> **WORK INSTRUCTIONS**: All records below must be retyped exactly.

--- EXCERPTED RECORDS Enclosed Below ---

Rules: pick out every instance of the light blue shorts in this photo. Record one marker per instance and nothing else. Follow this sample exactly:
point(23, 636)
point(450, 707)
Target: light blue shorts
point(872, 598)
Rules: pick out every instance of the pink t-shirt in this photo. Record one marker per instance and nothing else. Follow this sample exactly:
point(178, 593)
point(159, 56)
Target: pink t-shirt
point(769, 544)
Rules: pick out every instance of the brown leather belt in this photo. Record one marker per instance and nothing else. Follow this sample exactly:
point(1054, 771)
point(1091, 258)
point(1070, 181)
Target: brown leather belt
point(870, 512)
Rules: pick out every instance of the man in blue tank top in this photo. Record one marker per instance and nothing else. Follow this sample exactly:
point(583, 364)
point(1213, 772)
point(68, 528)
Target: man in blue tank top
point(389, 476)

--- End of Enclosed EXCERPTED RECORDS ---

> **ANSWER FOR THIS EXERCISE**:
Rules: pick out every instance of the light blue shorts in this photo. Record one marker per instance and nothing else. Follow this sample exactly:
point(23, 636)
point(450, 707)
Target: light blue shorts
point(872, 598)
Rules: pick out every instance of the pink t-shirt in this photo. Record one marker per instance and nothing else. Follow this sample exactly:
point(178, 593)
point(159, 56)
Target: pink t-shirt
point(769, 544)
Rules: pick out every instance of the brown leather belt in this photo. Record one marker per instance and nothing else. Follow this sample exactly:
point(1054, 771)
point(1091, 258)
point(1070, 181)
Target: brown leather belt
point(870, 512)
Rules: pick out every instance of the man in blue tank top in this photo. Record one marker per instance and nothing else. Follow this sample exactly:
point(583, 364)
point(1213, 772)
point(68, 528)
Target: man in blue tank top
point(389, 476)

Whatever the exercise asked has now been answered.